Record excerpts
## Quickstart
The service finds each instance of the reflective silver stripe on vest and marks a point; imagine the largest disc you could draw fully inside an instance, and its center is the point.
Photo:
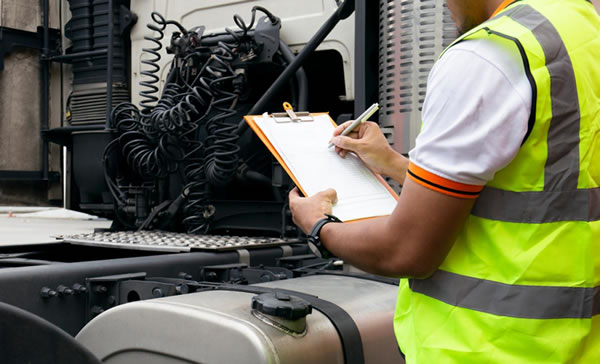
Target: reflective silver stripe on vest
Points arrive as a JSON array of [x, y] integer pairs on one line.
[[531, 302], [560, 200], [536, 207]]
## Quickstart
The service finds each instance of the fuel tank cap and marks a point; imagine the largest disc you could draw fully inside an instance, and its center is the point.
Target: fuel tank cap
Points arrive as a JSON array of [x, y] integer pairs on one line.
[[280, 304]]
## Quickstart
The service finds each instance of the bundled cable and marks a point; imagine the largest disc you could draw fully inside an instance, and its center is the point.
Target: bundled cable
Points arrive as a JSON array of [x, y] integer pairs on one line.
[[187, 130]]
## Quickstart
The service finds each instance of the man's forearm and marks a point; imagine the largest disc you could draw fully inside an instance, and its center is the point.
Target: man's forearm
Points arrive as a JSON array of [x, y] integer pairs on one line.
[[397, 167]]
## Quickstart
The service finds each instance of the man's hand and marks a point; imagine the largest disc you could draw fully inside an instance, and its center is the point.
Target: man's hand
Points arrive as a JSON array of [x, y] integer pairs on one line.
[[306, 211], [370, 145]]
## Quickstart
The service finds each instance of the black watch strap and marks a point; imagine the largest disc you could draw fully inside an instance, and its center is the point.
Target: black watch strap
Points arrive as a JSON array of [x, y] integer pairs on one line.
[[314, 241]]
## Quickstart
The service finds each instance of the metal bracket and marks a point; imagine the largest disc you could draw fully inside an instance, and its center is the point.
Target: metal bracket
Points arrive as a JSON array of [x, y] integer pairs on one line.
[[11, 38], [109, 291], [28, 176]]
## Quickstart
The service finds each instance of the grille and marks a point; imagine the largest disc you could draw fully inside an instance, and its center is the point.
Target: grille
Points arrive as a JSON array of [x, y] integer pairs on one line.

Assigned task
Exclude the pictures, then retype every record exactly.

Answer box
## Quickstart
The service finds each instance of the reflective silver stripe on vest and marks a point; imagine the largest disc you could draw fully inside an instance, and its center is the point.
Photo:
Target: reflective silver stripe on vest
Points arrive as a JSON array of [x, y] integer pairs on one line.
[[531, 302], [560, 200], [536, 207]]
## Quickstart
The service finds each instance of the fuel tank cap and marks a point; imagine the largest disc you could draw fully inside an instance, and its center is the point.
Target: fuel tank cap
Points arrive as a JSON array of [x, y] integer pairs on one line.
[[280, 304]]
## Quickstart
The service finds each instance of the bundled cable and marks a point; imagine the largest disc you could draw fully inside an instance, and its center is the point.
Target: bundled cable
Points arrive as a JSON array of [x, y] integer pairs on one line.
[[187, 130]]
## Quickstart
The service finds each instance of the man's forearm and marks a point; imagine the largest disc you could draw fully inside an instance, and its center is the point.
Target: man's forearm
Points arrive as a JSON array of [x, y] integer pairs on one line.
[[397, 167]]
## Quickstart
The service finds each instance of the man's hand and marks a point; imagine the largest disc you could draw fully inside an instance, and its center is the point.
Target: man's hand
Points arrive as a JSON array of [x, y] integer pairs on one line.
[[306, 211], [370, 145]]
## Quickstart
The service finds each instance of the black watch strap and marks a point; imagine the largest disc you could draw fully inside an instance, and its center is the point.
Target: black watch strap
Points arrive as a JSON array of [x, y] integer pairs on one line.
[[314, 241]]
## Quickstart
The service finds each instance of the metal bracket and marks a point; imagine the largest disc you could draw fully inside an instance, and its center is the point.
Target: metal bracket
Points arrive as a JSON array of [x, y] integer pairs on one line.
[[11, 38], [109, 291], [28, 176]]
## Quickstart
The service finds each instance of the grille and marks a point; imagine the largest disc you could draw fully inside an instance, and its center is the point.
Target: grille
Points arrive as a JSON array of [x, y] integer pairs on one line.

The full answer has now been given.